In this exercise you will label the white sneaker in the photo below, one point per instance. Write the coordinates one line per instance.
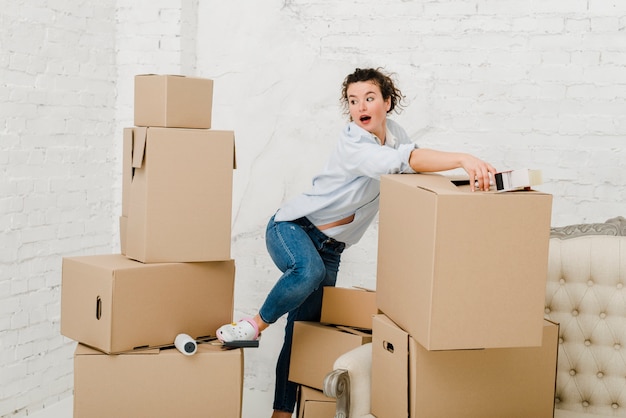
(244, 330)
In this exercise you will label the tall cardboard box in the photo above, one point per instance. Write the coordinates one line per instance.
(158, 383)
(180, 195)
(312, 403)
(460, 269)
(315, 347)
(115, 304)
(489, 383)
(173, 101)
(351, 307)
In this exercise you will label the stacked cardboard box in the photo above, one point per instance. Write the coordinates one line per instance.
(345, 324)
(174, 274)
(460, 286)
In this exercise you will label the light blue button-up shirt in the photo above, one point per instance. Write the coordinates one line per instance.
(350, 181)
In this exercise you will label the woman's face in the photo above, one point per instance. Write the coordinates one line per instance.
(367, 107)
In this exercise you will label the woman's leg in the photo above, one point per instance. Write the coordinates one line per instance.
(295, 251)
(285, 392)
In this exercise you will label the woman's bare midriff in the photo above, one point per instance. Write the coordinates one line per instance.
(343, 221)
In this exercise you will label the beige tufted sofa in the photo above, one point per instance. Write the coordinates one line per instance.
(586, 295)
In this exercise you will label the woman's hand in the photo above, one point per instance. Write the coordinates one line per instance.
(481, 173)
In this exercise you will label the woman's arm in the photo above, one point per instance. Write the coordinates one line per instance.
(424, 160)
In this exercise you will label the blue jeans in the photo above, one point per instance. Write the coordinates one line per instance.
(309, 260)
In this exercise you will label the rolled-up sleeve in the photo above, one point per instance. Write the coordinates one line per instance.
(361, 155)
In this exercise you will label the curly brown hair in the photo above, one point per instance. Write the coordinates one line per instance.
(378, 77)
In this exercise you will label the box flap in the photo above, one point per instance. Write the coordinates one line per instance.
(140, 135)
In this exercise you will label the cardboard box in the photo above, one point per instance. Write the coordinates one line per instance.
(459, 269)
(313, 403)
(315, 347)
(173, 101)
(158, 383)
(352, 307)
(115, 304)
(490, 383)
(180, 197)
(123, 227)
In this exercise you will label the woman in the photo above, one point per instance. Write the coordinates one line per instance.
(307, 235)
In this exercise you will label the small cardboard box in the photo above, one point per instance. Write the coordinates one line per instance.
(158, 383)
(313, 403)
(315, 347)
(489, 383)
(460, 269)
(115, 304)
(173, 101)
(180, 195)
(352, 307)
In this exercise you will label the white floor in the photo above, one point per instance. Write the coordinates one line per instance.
= = = =
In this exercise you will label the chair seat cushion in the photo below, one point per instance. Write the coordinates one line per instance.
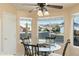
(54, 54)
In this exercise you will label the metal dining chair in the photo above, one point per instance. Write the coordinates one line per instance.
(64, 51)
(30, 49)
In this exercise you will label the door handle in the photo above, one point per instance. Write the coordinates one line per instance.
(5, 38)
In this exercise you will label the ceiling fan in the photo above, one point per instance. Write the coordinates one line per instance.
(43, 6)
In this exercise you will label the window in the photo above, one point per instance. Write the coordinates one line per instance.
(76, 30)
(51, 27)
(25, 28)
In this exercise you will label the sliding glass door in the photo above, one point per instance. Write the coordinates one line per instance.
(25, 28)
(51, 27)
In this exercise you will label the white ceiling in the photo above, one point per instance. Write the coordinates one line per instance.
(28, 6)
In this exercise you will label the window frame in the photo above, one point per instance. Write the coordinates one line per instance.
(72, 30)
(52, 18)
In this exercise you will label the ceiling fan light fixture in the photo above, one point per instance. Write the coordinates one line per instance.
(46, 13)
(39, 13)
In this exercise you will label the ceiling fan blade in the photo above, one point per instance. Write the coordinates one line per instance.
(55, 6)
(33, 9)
= = = =
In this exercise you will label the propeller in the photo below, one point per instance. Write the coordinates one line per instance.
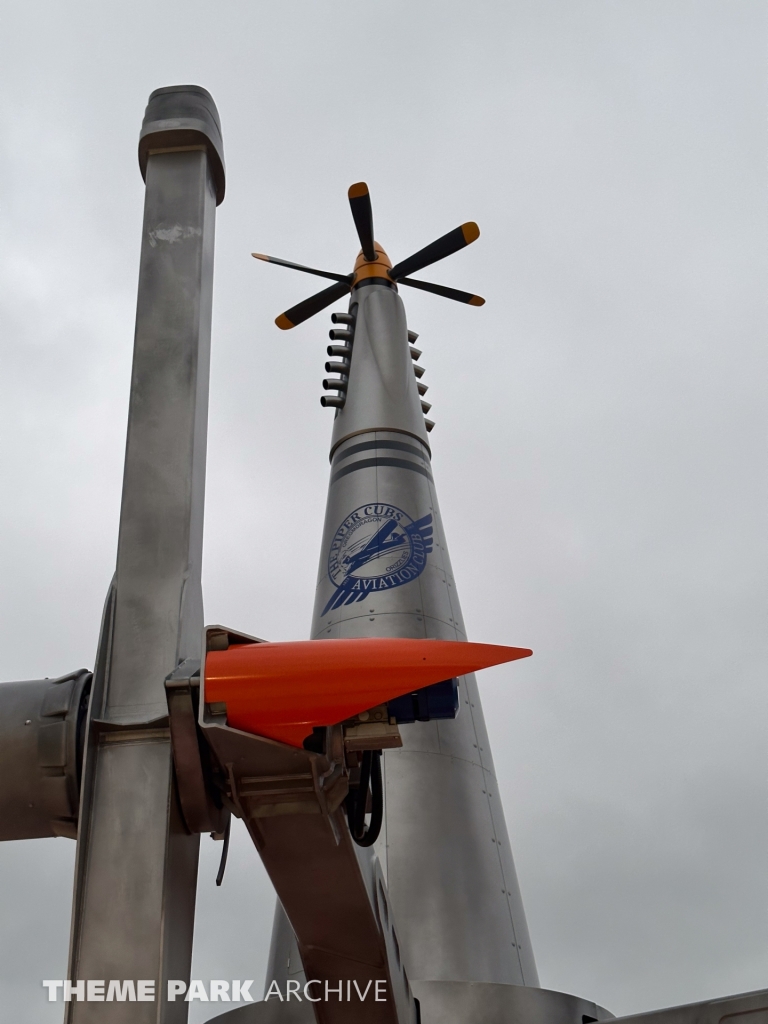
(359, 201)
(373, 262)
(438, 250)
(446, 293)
= = = =
◆ Task prompt ◆
Copy the records word for word, from the line with "In this exercise you will label the cardboard" up to and including the line with "In this exercise you will label the white floor".

◆ Exercise output ◆
In this exercise you will label the cardboard box in the photo above, one point per instance. Write the coordinates one line per instance.
(459, 269)
(313, 403)
(315, 347)
(173, 101)
(158, 383)
(352, 307)
(115, 304)
(490, 383)
(180, 197)
(123, 227)
In this exercise you will label the woman in the photo above, one point per instance. Write the coordinates one line per instance.
(307, 235)
In this exercise you will label the small cardboard box in the photo above, one point per instance. Write the coordinates one line per instance.
(158, 383)
(313, 403)
(315, 347)
(489, 383)
(460, 269)
(115, 304)
(173, 101)
(180, 195)
(352, 307)
In this exercise you will label the white floor in the photo above, one point per instance. Write the coordinates one line per instance.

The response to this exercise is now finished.